Task details
From the first line to the last, return the data exactly, with no pictures.

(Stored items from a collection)

▽

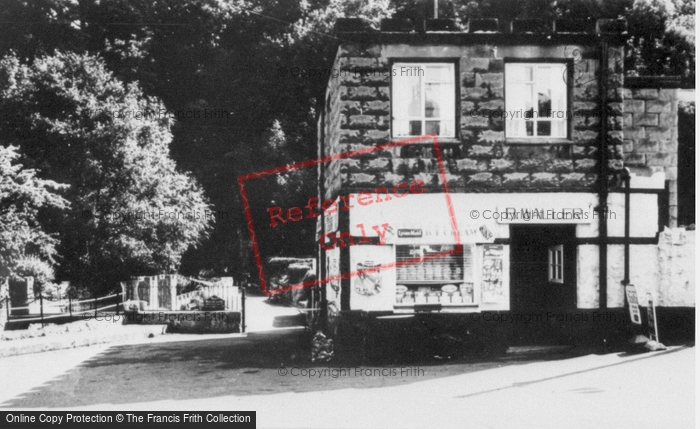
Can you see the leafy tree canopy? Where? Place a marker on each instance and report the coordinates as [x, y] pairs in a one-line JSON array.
[[133, 212]]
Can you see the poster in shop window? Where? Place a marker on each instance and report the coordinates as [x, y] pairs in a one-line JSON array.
[[492, 274]]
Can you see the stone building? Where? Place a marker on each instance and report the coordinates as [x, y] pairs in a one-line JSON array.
[[497, 170]]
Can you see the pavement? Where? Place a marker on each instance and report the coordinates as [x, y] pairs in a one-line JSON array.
[[263, 371], [52, 342], [263, 315]]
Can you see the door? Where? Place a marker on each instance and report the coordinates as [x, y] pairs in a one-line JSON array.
[[543, 275]]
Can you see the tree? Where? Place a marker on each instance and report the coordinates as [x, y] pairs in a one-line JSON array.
[[133, 212], [25, 247]]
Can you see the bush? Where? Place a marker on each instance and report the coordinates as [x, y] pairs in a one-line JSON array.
[[32, 266]]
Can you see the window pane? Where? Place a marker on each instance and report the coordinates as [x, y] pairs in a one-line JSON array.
[[406, 94], [529, 128], [422, 91], [536, 92]]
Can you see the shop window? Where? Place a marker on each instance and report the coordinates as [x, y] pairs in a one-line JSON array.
[[423, 99], [424, 279], [536, 100], [556, 264]]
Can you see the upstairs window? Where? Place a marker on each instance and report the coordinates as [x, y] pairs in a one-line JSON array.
[[423, 99], [556, 264], [536, 100]]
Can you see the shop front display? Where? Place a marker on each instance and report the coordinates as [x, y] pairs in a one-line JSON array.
[[428, 274]]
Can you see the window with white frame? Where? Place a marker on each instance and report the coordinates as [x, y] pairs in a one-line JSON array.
[[423, 99], [536, 100], [556, 264]]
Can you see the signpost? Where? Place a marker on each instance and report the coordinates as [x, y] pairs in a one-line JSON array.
[[651, 317], [635, 314]]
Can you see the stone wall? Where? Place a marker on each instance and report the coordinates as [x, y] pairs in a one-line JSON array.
[[651, 136], [482, 159]]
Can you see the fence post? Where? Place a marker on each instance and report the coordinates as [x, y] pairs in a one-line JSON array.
[[41, 308], [243, 310]]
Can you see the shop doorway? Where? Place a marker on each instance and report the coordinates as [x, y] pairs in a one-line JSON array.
[[543, 277]]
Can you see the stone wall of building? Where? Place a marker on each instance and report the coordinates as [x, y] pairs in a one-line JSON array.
[[482, 161], [651, 136]]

△

Worked solution
Can you see the leafy tree canopy? Where? Place a marker on each instance and report the coordinates as [x, y] pairs in a one-line JSON array.
[[133, 212]]
Can you see the poster in shop window? Where? Place a marker on each instance and report the coordinates as [x, y] pairs in a one-line JSON array.
[[492, 274]]
Can you see the stone building? Where? Place a marker on each instance and report the coordinates as [x, y] pairs in a one-line JSON array.
[[497, 170]]
Can you see the pavement? Where? Place a marker on each instance and report the coordinates as [x, y] pairs in a one-line JSON array.
[[263, 371], [52, 342], [263, 315]]
Can you see the door? Where? Place a marker on each instance and report the coordinates as [x, y] pairs in a one-line JSON array.
[[543, 275]]
Can you see the tree? Where? Place a marker on each instance and report the coordinates as [x, y] pairs in a one-line JSON array.
[[133, 212], [25, 247]]
Can you see the bush? Where? Place a marker on each instance and report the coordinates as [x, y] pairs in a one-line JSON array.
[[32, 266]]
Can you see the window pane? Where? Place a marker on each instance and report the coordinates as [x, y] pairs in a one-line JSON array.
[[406, 94], [529, 128], [422, 91], [536, 92]]
Can you see the shop window? Where? Place a marker on each instance and report the coordinates as [x, y] pairs in a one-line JSON array.
[[423, 99], [424, 279], [536, 100], [556, 264]]
Can you see the upstairs window? Where? Place a marker on each instance and report the coordinates as [x, y] pairs in a one-line JSON array.
[[423, 99], [556, 264], [536, 100]]
Can you see the shop front display? Where? Place a marker on each instance and report the coordinates as [x, y] pairs in a one-line JSON array.
[[428, 274]]
Can you see the window with white frame? Where? Place a marker on each instance and report the coordinates as [x, y] pairs in a one-line JSON array.
[[423, 99], [536, 100], [556, 264]]
Can you see the signpost? Where? Place a marker on each instance and report the coordinates as [x, y] pairs in a one-line JSON array.
[[651, 317], [635, 314]]
Can you see the stone wall? Where? Place a marker on each instance and report the coordinates as [x, y] pairs in a one-line JSON array.
[[651, 136], [482, 159]]
Can you see the fence post? Where? Place a marker on each instance and report the coordinates as [x, y] pairs in a one-line JSON array.
[[41, 308], [243, 310]]
Can you see the shop doorway? Where? Place a marker on each instance and report the coordinates as [x, y] pairs in a one-line JSON array.
[[543, 277]]
Can you see the stone wall of building? Where? Place a marker on each instance and report the coordinates as [x, y] pairs in a one-line JSON array.
[[482, 161], [651, 136]]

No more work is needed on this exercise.